# TASK TO CARRY OUT
Transcribe every record exactly.
---
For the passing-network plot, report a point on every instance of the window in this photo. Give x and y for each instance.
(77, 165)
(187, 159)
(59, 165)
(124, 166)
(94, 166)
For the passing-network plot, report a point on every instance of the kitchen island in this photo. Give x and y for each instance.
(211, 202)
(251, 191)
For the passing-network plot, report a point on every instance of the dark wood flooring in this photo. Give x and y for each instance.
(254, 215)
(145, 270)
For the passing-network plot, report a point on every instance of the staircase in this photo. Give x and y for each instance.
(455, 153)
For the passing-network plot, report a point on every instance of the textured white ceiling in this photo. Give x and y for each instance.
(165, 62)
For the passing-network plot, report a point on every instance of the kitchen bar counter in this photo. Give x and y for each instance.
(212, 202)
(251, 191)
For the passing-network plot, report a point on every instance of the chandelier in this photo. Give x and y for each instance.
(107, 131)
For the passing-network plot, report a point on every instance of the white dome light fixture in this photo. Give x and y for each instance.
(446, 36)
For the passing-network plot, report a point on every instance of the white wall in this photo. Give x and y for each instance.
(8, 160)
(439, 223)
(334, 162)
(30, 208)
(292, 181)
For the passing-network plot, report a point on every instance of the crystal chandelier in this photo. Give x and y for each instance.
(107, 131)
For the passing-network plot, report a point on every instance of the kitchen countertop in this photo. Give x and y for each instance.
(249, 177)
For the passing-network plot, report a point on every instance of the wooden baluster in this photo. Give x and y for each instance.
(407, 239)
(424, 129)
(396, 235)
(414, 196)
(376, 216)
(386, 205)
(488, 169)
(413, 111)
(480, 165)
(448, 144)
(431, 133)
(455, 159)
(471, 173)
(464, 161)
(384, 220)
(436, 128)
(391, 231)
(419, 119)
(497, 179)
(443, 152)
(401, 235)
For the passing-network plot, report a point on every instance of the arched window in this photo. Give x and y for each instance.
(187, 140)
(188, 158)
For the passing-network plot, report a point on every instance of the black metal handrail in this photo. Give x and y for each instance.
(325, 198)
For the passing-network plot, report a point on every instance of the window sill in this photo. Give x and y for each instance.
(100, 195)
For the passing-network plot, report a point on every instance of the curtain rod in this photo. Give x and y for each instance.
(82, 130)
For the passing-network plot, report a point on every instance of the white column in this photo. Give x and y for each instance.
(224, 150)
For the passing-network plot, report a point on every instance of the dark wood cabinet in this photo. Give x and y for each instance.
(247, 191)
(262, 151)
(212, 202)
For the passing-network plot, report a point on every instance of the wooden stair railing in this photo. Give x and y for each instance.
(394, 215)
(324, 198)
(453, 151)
---
# ANSWER SECTION
For the passing-network plot, report a point on every instance of the window in this photo. Give x and y for each instance.
(77, 165)
(187, 159)
(59, 165)
(124, 166)
(94, 166)
For the passing-network plot, report a point on every instance of the kitchen island in this photo. Give x and y for each instance.
(211, 202)
(251, 191)
For the passing-network plot, report a point on every instance of the dark wood flooring in this photo. Give x and y for each instance.
(254, 215)
(145, 270)
For the passing-network plot, report a point on every instance of the staircase in this photo. Give x and y for each instance.
(455, 153)
For the passing-network plot, report a point on every instance of the textured white ceiling in this photo. Give x and y for each instance.
(165, 62)
For the passing-network plot, report a point on every instance of the kitchen bar counter in this photo. Give x and y for each instance.
(212, 202)
(251, 191)
For the passing-network plot, report a point on every instance of the chandelier in this photo. Give x and y for each instance.
(107, 131)
For the passing-network plot, report a point on every instance of the white dome light fixture in this photo. Give x and y for each instance.
(446, 36)
For the passing-network plot, report a point on every instance of the white wall in this photo. Give x and y for each instance.
(8, 160)
(439, 223)
(334, 162)
(30, 208)
(292, 181)
For the passing-network plot, report a point on every instance of the crystal chandelier in this photo. Give x and y for each instance.
(107, 131)
For the passing-network plot, report a point on every instance of the kitchen countertop in this photo. Give x and y for each instance.
(249, 177)
For the passing-network plot, report a point on every instance of the wooden baluster in this photo. Give x and y for each instance.
(407, 239)
(424, 129)
(396, 235)
(414, 196)
(376, 216)
(386, 205)
(488, 169)
(413, 111)
(480, 165)
(448, 144)
(431, 133)
(455, 159)
(471, 173)
(464, 161)
(384, 220)
(436, 128)
(391, 231)
(419, 119)
(497, 179)
(443, 152)
(401, 235)
For the passing-network plot, report a point on every instance of the arched window in this photo. Give x and y for each instance.
(187, 140)
(188, 158)
For the passing-network plot, report a point on every instance of the black metal handrail in this photo. Give x and y for each instance.
(325, 198)
For the passing-network plot, report a point on every instance of the window sill in this photo. Give x and y for each instance.
(100, 195)
For the passing-network plot, report a point on every instance of the curtain rod in this photo. Give x and y for each instance.
(82, 130)
For the passing-network plot, report a point on every instance of the white column in this photo. Give x and y for each instance.
(224, 150)
For the passing-network plot, report a point on every instance of the dark wood cabinet in this photo. Give x and y for each instance.
(247, 191)
(262, 151)
(212, 202)
For the passing-network plot, report a point on every instance of the wooden stair railing in this photo. Give x and y for each instance.
(394, 215)
(324, 198)
(453, 151)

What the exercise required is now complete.